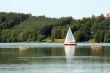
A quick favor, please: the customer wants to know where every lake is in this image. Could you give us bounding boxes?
[0,43,110,73]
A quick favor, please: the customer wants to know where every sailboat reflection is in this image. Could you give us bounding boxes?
[64,45,75,62]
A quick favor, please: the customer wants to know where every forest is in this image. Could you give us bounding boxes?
[0,12,110,43]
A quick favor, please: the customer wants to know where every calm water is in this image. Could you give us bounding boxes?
[0,45,110,73]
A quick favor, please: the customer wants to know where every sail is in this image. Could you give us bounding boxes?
[64,27,75,43]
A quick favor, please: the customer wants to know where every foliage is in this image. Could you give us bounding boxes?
[0,12,110,42]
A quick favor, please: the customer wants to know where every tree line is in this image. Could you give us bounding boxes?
[0,12,110,43]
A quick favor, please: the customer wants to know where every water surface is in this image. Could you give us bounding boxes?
[0,44,110,73]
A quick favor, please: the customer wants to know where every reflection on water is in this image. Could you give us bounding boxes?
[0,46,110,73]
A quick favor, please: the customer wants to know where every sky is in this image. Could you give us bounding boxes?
[0,0,110,19]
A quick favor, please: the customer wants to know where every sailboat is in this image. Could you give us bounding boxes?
[64,27,77,46]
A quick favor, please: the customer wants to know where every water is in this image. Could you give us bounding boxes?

════

**What needs to be done**
Rewrite all the rows above as a numbered list, skipping blank lines and leaving out the picture.

**Exercise response**
1. A quick favor, please: the customer wants to know where every lake is in this image. Could you give us bounding boxes?
2. [0,43,110,73]
3. A quick favor, please: the customer wants to know where every sailboat reflection is in this image. Could you give us bounding boxes?
4. [64,45,75,62]
5. A quick favor, please: the customer wants to know where every forest is in this image. Could you give us bounding boxes?
6. [0,12,110,43]
7. A quick favor, please: the customer wants to know where every calm water is in this image. Could you give us bounding boxes?
8. [0,45,110,73]
9. A quick favor, please: the customer wants to know where every sail is in this image. Could you give us bounding boxes?
10. [64,27,75,43]
11. A quick favor, please: the customer wants to know where every foliage is in this image. Could you give us bounding boxes?
12. [0,12,110,42]
13. A quick favor, please: the customer wants to know where every tree line is in this image. Could you give us bounding boxes?
14. [0,12,110,43]
15. A quick favor, please: the customer wants to know where every water surface is in this image. Could you give us bounding boxes?
16. [0,44,110,73]
17. A quick favor, please: the customer wants to know where every reflection on water is in this image. Could you give us bounding boxes?
18. [0,46,110,73]
19. A quick favor, please: the customer wants to know where every sky is in this image. Could you give us bounding boxes?
20. [0,0,110,19]
21. A quick favor, please: the customer wants to know where every sailboat is in this image. Could you give us bounding boxes?
22. [64,27,77,46]
23. A quick favor, please: the customer wants to know where every water is in this image. Could you give us bounding boxes?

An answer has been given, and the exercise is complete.